How many lines in the entries below contain the word "deck"? Reply with the number alone.

• [RECORD EXTRACTS]:

----------

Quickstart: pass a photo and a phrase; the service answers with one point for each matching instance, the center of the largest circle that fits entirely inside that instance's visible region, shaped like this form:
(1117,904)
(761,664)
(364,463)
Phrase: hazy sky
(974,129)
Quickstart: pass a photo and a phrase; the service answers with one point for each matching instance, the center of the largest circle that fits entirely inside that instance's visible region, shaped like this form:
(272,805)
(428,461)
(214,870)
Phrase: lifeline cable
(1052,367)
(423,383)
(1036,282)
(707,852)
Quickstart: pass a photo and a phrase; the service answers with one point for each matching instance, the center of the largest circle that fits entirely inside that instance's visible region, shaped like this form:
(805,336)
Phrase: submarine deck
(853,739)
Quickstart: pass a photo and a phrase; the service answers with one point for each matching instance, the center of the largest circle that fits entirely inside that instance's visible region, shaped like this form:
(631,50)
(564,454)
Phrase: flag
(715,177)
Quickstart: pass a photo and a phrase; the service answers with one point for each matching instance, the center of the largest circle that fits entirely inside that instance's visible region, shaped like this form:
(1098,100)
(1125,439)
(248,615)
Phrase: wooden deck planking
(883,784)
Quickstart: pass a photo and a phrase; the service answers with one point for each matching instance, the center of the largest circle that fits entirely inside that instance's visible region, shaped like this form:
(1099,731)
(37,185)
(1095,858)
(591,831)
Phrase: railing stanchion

----------

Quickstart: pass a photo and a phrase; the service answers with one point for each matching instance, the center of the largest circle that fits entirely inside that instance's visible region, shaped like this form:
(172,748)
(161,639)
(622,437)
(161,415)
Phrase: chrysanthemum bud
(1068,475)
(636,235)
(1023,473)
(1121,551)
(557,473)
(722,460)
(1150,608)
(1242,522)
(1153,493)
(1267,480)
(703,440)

----------

• [COMPLETE OUTPUT]: 2